## Source excerpt
NOAA Says Three States Can Remove Certain Sea Lions That Threaten Protected Salmon

March 18, 2008

NOAA’s Fisheries Service is granting authorization requested by Washington, Oregon and Idaho to permanently remove a number of California sea lions that are eating imperiled salmon and steelhead congregating below Bonneville Dam before moving up the Columbia River to spawn.

Today’s action allows these states to target only individual sea lions that continue to eat salmon after deterrence methods have proven unsuccessful. 

The agency’s authorization responds to a request in 2006 from the three states to “lethally remove” predatory sea lions under a provision of the Marine Mammal Protection Act. Under this authorization, the states may shoot or capture and remove individually identified sea lions preying on salmon below Bonneville Dam. 

Under the marine mammal law, states can ask for permission to kill individually identifiable sea lions or seals that are having a “significant negative impact” on at-risk salmon and steelhead, and NOAA’s Fisheries Service can grant that permission, if certain legal standards are met.

Any animals that are captured may be euthanized if no permanent holding facility can be found for them. NOAA’s Fisheries Service and representatives of zoos and aquariums are compiling a list of pre-approved permanent holding facilities interested in receiving a limited number of captured sea lions as an alternative to euthanasia. NOAA has authorized the states to remove up to 85 animals annually, but estimates that only about 30 animals will be removed each year, given the conditions in its authorization.

## Information supplied
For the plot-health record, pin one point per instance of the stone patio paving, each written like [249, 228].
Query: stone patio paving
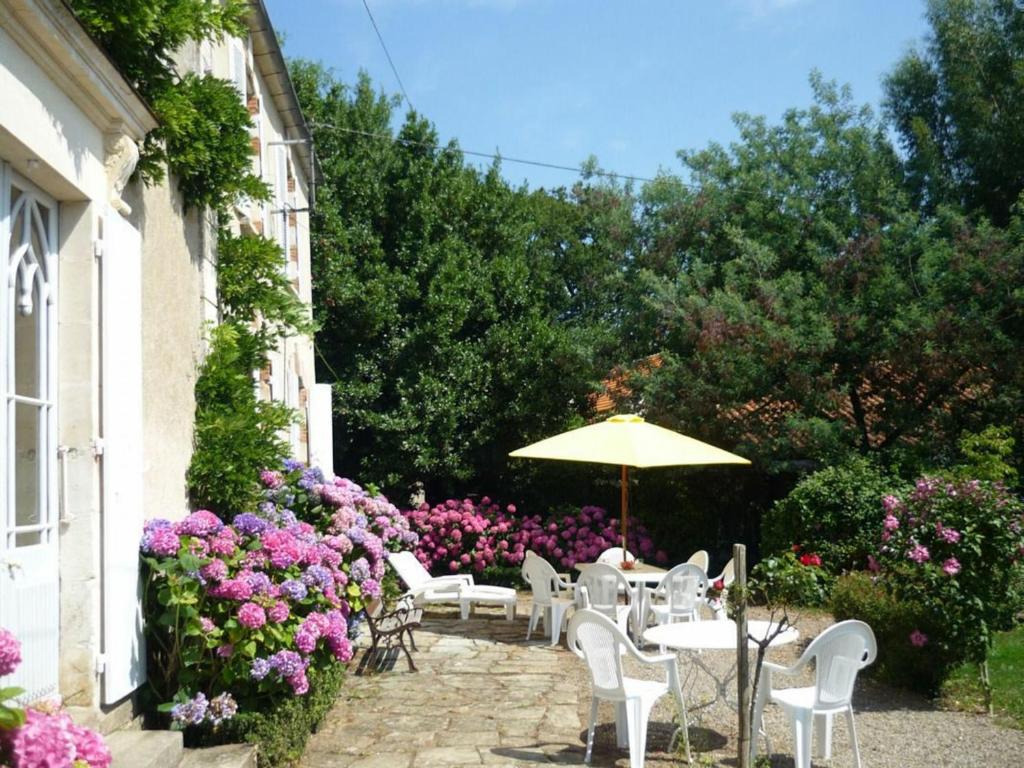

## Instructions
1. From the sea lion announcement, reproduce the passage that opens with the words containing "NOAA Says Three" and closes with "have proven unsuccessful.".
2. According to the sea lion announcement, how many sea lions per year are the states authorized to remove?

## Answers to the problems
1.
NOAA Says Three States Can Remove Certain Sea Lions That Threaten Protected Salmon

March 18, 2008

NOAA’s Fisheries Service is granting authorization requested by Washington, Oregon and Idaho to permanently remove a number of California sea lions that are eating imperiled salmon and steelhead congregating below Bonneville Dam before moving up the Columbia River to spawn.

Today’s action allows these states to target only individual sea lions that continue to eat salmon after deterrence methods have proven unsuccessful.

2. Up to 85 animals annually.